Reading text:
========
Cargo.toml defines your app config.

The 1.0/hello_world has 2 tables:

  • [package]: metadata about the project
  • [[bin]]: specifies our target (e.g. binary but could be [lib] for a library.

Using Cargo

  • $ cargo build && $ ./target/debug/filename (manual run step)
  • $ cargo run (build and run)

Rust Lang 101

See book/1.0/basics/basics.rs for code examples. See README_TYPES.md for type examples.

  • Immutable bindings by default. Can mutate bindings if mut is specified.
  • Strong typing doesn't automatically turn one type into another
  • Static typing knows what type elements are before program runs
  • Implicit typing compilier can often infer binding types
  • Ownership and Borrowing
    • A variable has ownership of resource they are bound to.
    • When binding is out of scope the resource is freed.
    • Only have 1 binding to a resource at any 1 time.
    • How do we work with our resources? Some options:
      • Move
        • We can move values from one binding to another e.g. we re-assign binding (new binding takes ownership) or pass a binding to a function (function takes ownership)
      • Copy
        • If the resource is Copy (implements the Copy trait) this allows the resource to be copied instead of moving it to another binding.
      • Borrow
        • Borrow cannot last longer than owner scope.
        • Borrow ends when borrower goes out of scope.
        • Only one type of borrow at a time, either:
          • n Reader Borrows - give n number of references (&T) to a resource.
          • 1 Write Borrow - give exactly 1 mutable reference (&mut T) to a resource. Prevents data races.
========
Available data:
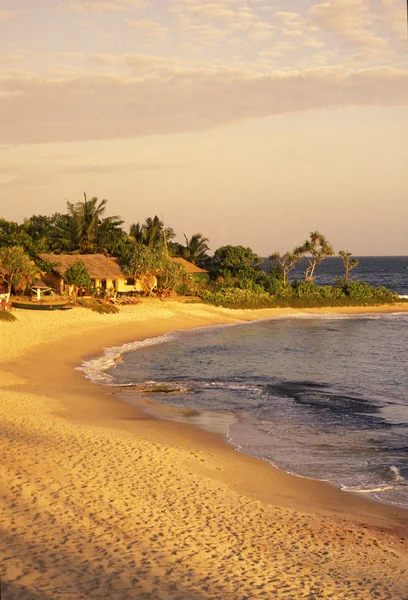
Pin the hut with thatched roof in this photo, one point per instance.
========
What the exercise asks:
Using the Rust notes, answer each question on its own line:
(a) Which Cargo command both builds and runs the program?
(b) What happens to a resource when its binding goes out of scope?
(c) How many mutable references does a write borrow give to a resource?

Full solution:
(a) `cargo run`
(b) The resource is freed.
(c) Exactly one (`&mut T`).